- _Written problem_:
Rewrite the lines below as a numbered list, leaving out any blank lines.

- _Dataset records_:
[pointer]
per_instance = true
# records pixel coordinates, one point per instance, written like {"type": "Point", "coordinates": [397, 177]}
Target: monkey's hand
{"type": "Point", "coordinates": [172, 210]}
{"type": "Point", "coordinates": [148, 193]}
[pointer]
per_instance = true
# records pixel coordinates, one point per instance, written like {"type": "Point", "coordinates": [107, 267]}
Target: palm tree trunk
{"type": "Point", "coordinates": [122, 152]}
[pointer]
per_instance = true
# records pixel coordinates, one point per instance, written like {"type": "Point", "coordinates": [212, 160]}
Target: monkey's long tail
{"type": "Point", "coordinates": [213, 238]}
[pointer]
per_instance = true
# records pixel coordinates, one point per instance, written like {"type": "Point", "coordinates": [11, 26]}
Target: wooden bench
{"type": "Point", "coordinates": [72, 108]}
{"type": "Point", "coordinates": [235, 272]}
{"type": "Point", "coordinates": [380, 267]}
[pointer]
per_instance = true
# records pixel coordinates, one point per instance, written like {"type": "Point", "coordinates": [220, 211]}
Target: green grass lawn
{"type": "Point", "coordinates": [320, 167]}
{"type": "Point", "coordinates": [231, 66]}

- _The reply_:
1. [pointer]
2. per_instance = true
3. # records pixel coordinates, one point per instance, written like {"type": "Point", "coordinates": [397, 177]}
4. Target: monkey's hand
5. {"type": "Point", "coordinates": [172, 210]}
6. {"type": "Point", "coordinates": [148, 193]}
7. [pointer]
8. per_instance = true
9. # records pixel coordinates, one point per instance, written like {"type": "Point", "coordinates": [107, 267]}
10. Target: palm tree trunk
11. {"type": "Point", "coordinates": [122, 152]}
12. [pointer]
13. per_instance = true
14. # records pixel coordinates, one point per instance, written like {"type": "Point", "coordinates": [212, 160]}
15. Target: monkey's long tail
16. {"type": "Point", "coordinates": [213, 238]}
17. [pointer]
18. per_instance = true
19. # records pixel coordinates, one point per instance, written like {"type": "Point", "coordinates": [11, 26]}
20. Target: wooden bench
21. {"type": "Point", "coordinates": [72, 108]}
22. {"type": "Point", "coordinates": [235, 272]}
23. {"type": "Point", "coordinates": [380, 267]}
24. [pointer]
25. per_instance = true
26. # records pixel coordinates, one point per instance, written like {"type": "Point", "coordinates": [220, 211]}
27. Target: green grass lawn
28. {"type": "Point", "coordinates": [320, 167]}
29. {"type": "Point", "coordinates": [231, 66]}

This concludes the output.